### [Text excerpt]
· · · ·

Optimize `date_trunc` function by avoiding allocations by alamb · Pull Request #18360 · apache/datafusion

alamb · 2025-10-29T18:28:38Z

Which issue does this PR close?

Related to Non-constant DATE_TRUNC expression regression for values before epoch #18334
Follow on to fix: correct date_trunc for times before the epoch #18356

Rationale for this change

@mhilton's change to date_trunc to make it correct also potentially slows it down

Let's try and recover the performance (and then some) so DataFusion 51 can be both more correct and faster

What changes are included in this PR?

Use try_unary_op methods to avoid allocating intermediate arrays to improve performance

Are these changes tested?

functionally by CI

I will run benchmarks on this PR as well

Are there any user-facing changes?

The array-based implementation of date_trunc can produce incorrect results for negative timestamps (i.e. dates before 1970-01-01). Check for any such incorrect values and compensate accordingly.

alamb · 2025-10-29T18:34:53Z

datafusion/functions/src/datetime/date_trunc.rs

-        (Nanosecond, "minute") => Some(Int64Array::new_scalar(60_000_000_000)),
-        (Nanosecond, "hour") => Some(Int64Array::new_scalar(3_600_000_000_000)),
-        (Nanosecond, "day") => Some(Int64Array::new_scalar(86_400_000_000_000)),
+    let unit: Option<i64> = match (tu, granularity) {


The key idea here is to make this code faster by reusing the allocation and operating in place rather than allocating new arrays

findepi · 2025-10-29T21:25:24Z

datafusion/functions/src/datetime/date_trunc.rs

+            i.checked_div(unit)
+                .ok_or_else(|| exec_datafusion_err!("division overflow"))
+        })?;
+        let array = try_unary_mut_or_clone(array, |i| {


technically speaking, only the first try_unary_mut_or_clone is needed
on the second transformation, we're guaranteed to be the pointer into the array, and the so taking the or_clone path would be an error

This is true, though I don't know how to represent this in code.

· · · ·

(Collected data entries)

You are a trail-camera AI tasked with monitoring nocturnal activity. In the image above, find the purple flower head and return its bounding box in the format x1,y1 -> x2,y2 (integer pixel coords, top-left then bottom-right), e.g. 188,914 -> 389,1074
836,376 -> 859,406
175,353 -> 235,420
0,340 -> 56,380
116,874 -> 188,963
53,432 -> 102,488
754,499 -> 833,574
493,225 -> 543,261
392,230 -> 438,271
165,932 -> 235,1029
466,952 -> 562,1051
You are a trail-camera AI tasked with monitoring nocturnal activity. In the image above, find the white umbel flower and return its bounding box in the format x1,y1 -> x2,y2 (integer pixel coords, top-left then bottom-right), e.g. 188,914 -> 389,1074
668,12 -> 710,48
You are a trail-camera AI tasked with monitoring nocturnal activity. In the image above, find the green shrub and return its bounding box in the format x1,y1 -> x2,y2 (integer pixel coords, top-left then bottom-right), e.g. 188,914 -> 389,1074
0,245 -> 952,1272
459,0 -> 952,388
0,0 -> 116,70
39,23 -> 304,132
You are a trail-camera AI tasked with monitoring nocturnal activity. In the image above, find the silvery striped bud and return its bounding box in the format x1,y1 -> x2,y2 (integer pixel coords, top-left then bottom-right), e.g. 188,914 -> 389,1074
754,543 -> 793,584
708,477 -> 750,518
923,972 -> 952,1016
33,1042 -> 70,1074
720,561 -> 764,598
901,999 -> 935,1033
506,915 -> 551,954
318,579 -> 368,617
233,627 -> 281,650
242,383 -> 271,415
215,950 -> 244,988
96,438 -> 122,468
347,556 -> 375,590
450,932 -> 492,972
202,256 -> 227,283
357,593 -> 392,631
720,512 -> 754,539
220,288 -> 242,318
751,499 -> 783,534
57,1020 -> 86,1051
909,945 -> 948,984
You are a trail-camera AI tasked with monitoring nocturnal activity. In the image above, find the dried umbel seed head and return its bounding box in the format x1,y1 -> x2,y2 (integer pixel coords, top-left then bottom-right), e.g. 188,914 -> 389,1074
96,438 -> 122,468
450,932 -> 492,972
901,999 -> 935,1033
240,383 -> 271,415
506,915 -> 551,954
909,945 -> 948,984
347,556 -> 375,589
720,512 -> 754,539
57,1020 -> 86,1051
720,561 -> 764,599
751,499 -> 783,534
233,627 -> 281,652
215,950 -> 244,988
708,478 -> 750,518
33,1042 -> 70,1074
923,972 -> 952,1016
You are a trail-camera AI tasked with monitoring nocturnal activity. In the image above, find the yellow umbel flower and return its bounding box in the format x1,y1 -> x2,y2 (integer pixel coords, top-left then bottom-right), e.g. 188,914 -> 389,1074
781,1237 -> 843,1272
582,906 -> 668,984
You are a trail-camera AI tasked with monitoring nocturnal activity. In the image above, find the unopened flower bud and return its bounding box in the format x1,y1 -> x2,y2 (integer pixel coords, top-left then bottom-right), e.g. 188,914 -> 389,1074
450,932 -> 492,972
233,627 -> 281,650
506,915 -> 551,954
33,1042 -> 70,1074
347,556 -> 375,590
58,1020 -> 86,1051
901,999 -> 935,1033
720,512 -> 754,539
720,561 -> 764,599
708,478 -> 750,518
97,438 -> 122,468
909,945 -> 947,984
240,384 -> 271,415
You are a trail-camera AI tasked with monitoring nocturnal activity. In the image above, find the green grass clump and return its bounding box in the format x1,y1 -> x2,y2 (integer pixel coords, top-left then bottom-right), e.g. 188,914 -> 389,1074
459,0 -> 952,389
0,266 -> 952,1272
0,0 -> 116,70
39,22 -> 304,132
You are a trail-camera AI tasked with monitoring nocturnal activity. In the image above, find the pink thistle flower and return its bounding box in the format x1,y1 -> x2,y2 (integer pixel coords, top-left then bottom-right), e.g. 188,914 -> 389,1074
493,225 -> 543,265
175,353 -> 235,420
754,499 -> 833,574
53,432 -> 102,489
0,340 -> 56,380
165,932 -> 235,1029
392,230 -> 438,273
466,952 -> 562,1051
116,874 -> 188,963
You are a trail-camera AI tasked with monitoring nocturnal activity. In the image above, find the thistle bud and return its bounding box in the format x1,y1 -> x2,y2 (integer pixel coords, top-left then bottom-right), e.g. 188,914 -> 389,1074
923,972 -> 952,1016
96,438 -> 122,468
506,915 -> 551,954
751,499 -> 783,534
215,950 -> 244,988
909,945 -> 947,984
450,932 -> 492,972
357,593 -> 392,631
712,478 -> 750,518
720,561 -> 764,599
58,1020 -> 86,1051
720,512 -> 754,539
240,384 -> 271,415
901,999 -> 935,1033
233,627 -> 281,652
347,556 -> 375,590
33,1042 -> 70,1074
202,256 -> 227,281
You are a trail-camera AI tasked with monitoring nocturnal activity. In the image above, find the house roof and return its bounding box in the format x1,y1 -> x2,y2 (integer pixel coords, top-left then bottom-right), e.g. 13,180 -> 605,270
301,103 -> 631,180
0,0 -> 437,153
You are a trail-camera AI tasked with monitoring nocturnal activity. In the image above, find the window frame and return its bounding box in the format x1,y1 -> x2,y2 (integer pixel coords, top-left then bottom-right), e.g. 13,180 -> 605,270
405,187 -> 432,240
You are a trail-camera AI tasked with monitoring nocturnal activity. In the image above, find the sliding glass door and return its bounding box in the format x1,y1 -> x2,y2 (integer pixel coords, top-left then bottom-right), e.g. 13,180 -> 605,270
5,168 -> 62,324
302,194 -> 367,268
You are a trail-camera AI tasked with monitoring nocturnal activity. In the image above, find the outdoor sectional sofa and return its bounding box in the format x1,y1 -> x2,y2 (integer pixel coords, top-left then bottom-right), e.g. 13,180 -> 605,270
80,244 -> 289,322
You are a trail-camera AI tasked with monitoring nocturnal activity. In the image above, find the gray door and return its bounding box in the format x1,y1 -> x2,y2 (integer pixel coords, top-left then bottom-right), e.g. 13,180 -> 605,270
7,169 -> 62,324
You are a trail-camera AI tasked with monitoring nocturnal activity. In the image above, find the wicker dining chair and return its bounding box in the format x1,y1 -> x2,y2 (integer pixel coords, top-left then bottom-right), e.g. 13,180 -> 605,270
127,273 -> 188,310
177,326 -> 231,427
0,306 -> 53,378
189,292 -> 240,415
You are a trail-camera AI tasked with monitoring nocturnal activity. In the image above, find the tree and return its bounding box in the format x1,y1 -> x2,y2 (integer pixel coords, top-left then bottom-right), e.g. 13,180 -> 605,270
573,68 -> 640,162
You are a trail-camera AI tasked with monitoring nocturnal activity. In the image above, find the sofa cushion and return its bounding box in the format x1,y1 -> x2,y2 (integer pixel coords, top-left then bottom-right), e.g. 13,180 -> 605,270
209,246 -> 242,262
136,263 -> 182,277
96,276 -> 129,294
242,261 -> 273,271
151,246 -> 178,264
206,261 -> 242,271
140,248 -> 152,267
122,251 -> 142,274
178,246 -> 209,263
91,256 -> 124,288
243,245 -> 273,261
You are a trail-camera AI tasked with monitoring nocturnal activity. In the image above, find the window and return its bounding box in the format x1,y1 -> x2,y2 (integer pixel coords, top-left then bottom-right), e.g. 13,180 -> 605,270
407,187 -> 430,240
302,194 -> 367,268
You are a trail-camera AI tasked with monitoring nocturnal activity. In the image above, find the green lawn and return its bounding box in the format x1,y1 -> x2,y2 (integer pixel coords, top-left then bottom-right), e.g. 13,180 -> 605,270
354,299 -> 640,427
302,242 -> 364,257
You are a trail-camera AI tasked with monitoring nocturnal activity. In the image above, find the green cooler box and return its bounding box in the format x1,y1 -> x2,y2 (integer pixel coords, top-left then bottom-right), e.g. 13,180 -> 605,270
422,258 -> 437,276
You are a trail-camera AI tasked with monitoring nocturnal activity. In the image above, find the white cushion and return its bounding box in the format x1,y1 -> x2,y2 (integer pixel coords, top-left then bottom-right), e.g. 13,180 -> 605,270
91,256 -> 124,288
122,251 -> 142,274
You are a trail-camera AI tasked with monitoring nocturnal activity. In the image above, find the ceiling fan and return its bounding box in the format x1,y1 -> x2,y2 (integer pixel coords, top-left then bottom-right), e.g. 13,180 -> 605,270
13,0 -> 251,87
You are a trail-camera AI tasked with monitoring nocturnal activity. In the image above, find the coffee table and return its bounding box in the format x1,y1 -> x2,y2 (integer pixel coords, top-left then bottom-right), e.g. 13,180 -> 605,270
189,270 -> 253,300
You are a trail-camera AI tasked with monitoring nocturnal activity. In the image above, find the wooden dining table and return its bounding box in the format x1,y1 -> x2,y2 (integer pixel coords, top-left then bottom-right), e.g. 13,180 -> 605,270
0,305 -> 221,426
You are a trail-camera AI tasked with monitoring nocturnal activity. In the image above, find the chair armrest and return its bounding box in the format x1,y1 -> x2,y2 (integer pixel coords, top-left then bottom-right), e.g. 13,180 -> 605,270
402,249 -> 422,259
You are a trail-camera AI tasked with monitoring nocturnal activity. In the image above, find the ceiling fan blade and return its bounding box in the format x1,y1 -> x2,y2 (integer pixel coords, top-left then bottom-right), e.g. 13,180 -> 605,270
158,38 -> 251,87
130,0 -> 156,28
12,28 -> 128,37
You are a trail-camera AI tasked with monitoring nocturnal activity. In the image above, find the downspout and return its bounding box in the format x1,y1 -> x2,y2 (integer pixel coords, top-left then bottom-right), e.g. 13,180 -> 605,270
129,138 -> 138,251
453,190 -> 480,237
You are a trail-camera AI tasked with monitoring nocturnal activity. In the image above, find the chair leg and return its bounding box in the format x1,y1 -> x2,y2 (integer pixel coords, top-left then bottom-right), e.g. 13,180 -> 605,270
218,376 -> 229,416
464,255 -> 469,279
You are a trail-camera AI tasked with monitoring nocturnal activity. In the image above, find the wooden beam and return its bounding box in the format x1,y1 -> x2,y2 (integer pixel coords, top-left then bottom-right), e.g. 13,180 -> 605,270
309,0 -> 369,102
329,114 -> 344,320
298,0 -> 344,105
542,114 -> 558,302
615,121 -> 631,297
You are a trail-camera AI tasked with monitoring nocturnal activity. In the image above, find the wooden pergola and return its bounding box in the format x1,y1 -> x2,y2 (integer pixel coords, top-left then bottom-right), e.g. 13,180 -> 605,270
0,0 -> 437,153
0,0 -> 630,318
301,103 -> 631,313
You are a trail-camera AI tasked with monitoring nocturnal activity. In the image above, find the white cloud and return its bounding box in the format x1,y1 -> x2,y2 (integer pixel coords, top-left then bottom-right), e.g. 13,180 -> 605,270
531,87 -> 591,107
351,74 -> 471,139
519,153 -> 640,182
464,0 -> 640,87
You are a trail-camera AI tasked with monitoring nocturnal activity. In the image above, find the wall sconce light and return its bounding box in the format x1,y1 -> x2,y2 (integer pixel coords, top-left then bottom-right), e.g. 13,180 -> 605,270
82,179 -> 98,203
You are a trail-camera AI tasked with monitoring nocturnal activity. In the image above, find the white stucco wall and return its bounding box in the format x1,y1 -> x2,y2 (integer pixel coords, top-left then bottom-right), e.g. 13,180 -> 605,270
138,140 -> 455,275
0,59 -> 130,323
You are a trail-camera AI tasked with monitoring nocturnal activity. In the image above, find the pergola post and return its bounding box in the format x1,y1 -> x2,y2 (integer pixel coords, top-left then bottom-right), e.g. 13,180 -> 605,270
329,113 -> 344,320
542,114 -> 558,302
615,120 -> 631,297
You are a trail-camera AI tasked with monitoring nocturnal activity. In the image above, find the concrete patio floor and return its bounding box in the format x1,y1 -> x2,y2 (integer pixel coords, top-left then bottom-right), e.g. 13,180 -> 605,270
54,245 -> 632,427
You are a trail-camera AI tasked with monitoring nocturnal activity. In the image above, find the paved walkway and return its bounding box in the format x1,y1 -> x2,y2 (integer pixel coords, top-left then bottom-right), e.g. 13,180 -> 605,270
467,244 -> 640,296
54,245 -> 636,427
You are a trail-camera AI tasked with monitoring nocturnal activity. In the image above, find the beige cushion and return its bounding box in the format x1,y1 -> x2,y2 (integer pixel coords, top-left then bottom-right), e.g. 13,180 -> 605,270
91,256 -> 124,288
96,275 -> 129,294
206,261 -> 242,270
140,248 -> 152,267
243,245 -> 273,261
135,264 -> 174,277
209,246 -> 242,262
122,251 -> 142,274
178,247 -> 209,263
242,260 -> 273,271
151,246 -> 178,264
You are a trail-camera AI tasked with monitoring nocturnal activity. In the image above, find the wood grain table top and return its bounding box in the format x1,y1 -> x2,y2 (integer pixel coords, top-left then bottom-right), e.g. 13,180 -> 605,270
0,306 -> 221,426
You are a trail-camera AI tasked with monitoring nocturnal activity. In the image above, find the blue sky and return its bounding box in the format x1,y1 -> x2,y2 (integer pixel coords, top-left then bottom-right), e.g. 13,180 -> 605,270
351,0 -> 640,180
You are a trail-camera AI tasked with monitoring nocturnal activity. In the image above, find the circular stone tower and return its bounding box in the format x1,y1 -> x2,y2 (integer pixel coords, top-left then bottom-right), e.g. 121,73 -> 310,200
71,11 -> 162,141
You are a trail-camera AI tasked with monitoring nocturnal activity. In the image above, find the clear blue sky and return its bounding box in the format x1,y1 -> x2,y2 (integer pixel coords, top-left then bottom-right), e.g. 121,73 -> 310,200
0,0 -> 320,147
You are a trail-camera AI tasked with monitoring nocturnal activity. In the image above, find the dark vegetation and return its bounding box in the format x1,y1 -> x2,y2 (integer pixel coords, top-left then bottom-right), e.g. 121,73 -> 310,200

· · · ·

### [Problems to work on]
- a) Please retype the part of the date_trunc pull request that opens with the words containing "Related to Non-constant" and closes with "in this PR?".
- b) In the date_trunc pull request, what methods does the change use to avoid allocating intermediate arrays?
None of these lines are required.

### [Outputs in order]
- a)
Related to Non-constant DATE_TRUNC expression regression for values before epoch #18334
Follow on to fix: correct date_trunc for times before the epoch #18356

Rationale for this change

@mhilton's change to date_trunc to make it correct also potentially slows it down

Let's try and recover the performance (and then some) so DataFusion 51 can be both more correct and faster

What changes are included in this PR?

- b) try_unary_op methods